» WORK ITEM A
In the piece on building a living legacy, how many people should the list of key relationships be limited to?
» WORK ITEM B
Continue the piece on building a living legacy, picking up after its final sentence.

» EXCERPTED PASSAGE
#####

People often joke that the best moments of boat ownership are the day they bought the boat and the day they sold it.finger-567279_1280

There are similar punctuation marks in our lives—the day we’re born and the day we pass away. As busy executives, if we’re not careful, our personal lives can end up as neglected as those vessels, forever docked in the harbor (or parked in storage!).

I’m a big believer in building a living legacy. Your life will be more meaningful if you treat every day as if it was your last and, instead of rushing from one obligation to another, you proactively establish personal priorities and align them with your professional goals.

As readers of this column know, there are four decisions you must make to build a thriving company: People, Strategy, Execution and Cash. In your personal life, there are parallel areas: Relationships, Achievements, Rituals and Wealth. Commit to writing your goals in these four areas, just as you weave the Four Decisions into your business plan. To guide you in creating a personal one-page plan, here’s a link to a “ME: Living Legacy” tool.


Relationships

At the end of the day, what matters most in life are relationships. The first step in using the Living Legacy tool is to list the key people in your life on whom you want to have a lasting impact.

In business, you have a tremendous opportunity to influence your employees or customers. In your personal life, the important people in your life will likely include your family, your friends, and those in the various communities to which you belong. Limit the list to 25 people, so you don’t get overwhelmed.

At the same time, there may be some people in your life who are destructive and/or distract you from your higher goals. There’s a space on the form where you can note relationships you want to end. Doing so is important, so you can free time for the people who matter most to you.

#####

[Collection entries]

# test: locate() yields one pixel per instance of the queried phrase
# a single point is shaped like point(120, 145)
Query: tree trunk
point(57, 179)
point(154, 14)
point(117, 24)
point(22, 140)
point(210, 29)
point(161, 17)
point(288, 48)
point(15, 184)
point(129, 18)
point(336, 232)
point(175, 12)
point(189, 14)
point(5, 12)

#####

» EXPECTED ANSWER A
The list should be limited to 25 people.

» EXPECTED ANSWER B
Achievements

Many CEOs find that even when they reach critical milestones for growing their company, they feel they haven’t made a real difference in the world. The achievements section of the Living Legacy tool can pave the way to a more meaningful life. Think about the major ways you’d like to make an impact through your work beyond reaching monetary goals—perhaps by mentoring others or setting up a nonprofit organization or pro bono initiative—and set objectives in these key areas.

In your personal life, you’ll want to think about how you can make a real difference to the key people in your life. For instance, you might aim to have a happy marriage, instead of just staying married, as many people do. Signing on to facilitate the 5-year strategic plan for our children’s school was something I enjoyed prioritizing this past six months.


Rituals

Establishing regular routines in your life will help you achieve your larger goals. Examples of rituals might include a weekly date night with your spouse and booking some “alone” time with each child once a week. For distant family members, you might build a regular routine, like taking a vacation together every two years.

You might also want to establish rituals with people whose presence in your life supports your bigger goals. Meeting regularly with a workout buddy, for instance, can help you maintain good health—something that’s important to achieving any goals you set.

Like destructive relationships, there might be some bad habits or behaviors you wish to stop – list those as well.


Wealth

Rather than financial wealth being an end in itself, see it as a resource for supporting the rest of your personal plan. Set goals for the amount of money you want to donate to causes that matter to you. Decide what you need to set aside to support activities with your family and friends, investing in experiences that create lasting memories. In the cash section of the Living Legacy document, you’ll want to make note of any financial goals you must meet to fuel your living legacy. And when you let money flow through you to help those around you, it seems to appear more effortlessly.

It’s not easy to do this type of planning, but just getting yourself to think about what matters most is 90% of the battle. You want to make sure that what you leave in the wake of your life as you sail along is a legacy worth living.